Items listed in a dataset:
-=-=-
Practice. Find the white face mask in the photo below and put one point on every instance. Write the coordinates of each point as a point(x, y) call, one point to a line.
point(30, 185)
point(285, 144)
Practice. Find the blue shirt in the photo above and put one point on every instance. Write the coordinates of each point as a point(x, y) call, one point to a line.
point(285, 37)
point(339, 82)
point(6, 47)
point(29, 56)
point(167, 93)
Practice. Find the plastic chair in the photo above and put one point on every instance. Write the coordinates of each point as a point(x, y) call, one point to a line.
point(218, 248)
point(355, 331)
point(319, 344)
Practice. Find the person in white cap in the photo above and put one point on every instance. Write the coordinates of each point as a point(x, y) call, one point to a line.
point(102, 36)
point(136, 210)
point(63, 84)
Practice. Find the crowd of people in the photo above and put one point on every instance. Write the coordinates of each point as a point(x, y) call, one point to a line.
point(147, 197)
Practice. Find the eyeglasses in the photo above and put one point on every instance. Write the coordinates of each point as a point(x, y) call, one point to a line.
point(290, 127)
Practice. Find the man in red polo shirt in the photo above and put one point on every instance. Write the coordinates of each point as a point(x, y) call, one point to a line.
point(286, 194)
-=-=-
Your output should match the records above word for word.

Practice. Find the white face mask in the photo below and put one point on every instance. Write the coordinates of each point as a point(x, y) call, one point to a line.
point(30, 185)
point(285, 144)
Practice. Find the blue shirt in the photo above and put one point on every instance. Write the coordinates of each point as a point(x, y) call, one point to a line.
point(285, 37)
point(339, 82)
point(6, 47)
point(29, 56)
point(167, 93)
Practice. Find the plastic chair in the photo above and put one point on every instance. Write the coordinates of each point as a point(x, y) call, one point to a line.
point(218, 248)
point(355, 331)
point(319, 344)
Practice. Find the person in white cap in the photo above and put one point on every instance. Write the coordinates of each point as a point(x, y) call, one point to a line.
point(102, 36)
point(136, 210)
point(63, 84)
Practice. Find the crowd of people in the photo above and put one point on every instance. Write the coordinates of each point as a point(x, y) call, one point to a line.
point(147, 197)
Practice. Find the eyeglasses in the photo above and put one point on every instance. Write the coordinates of each point as a point(x, y) call, one point to a line.
point(290, 127)
Practice. Find the man in red polo shirt in the photo above and put one point on every instance. Write the coordinates of each point as a point(x, y) call, one point to a line.
point(286, 194)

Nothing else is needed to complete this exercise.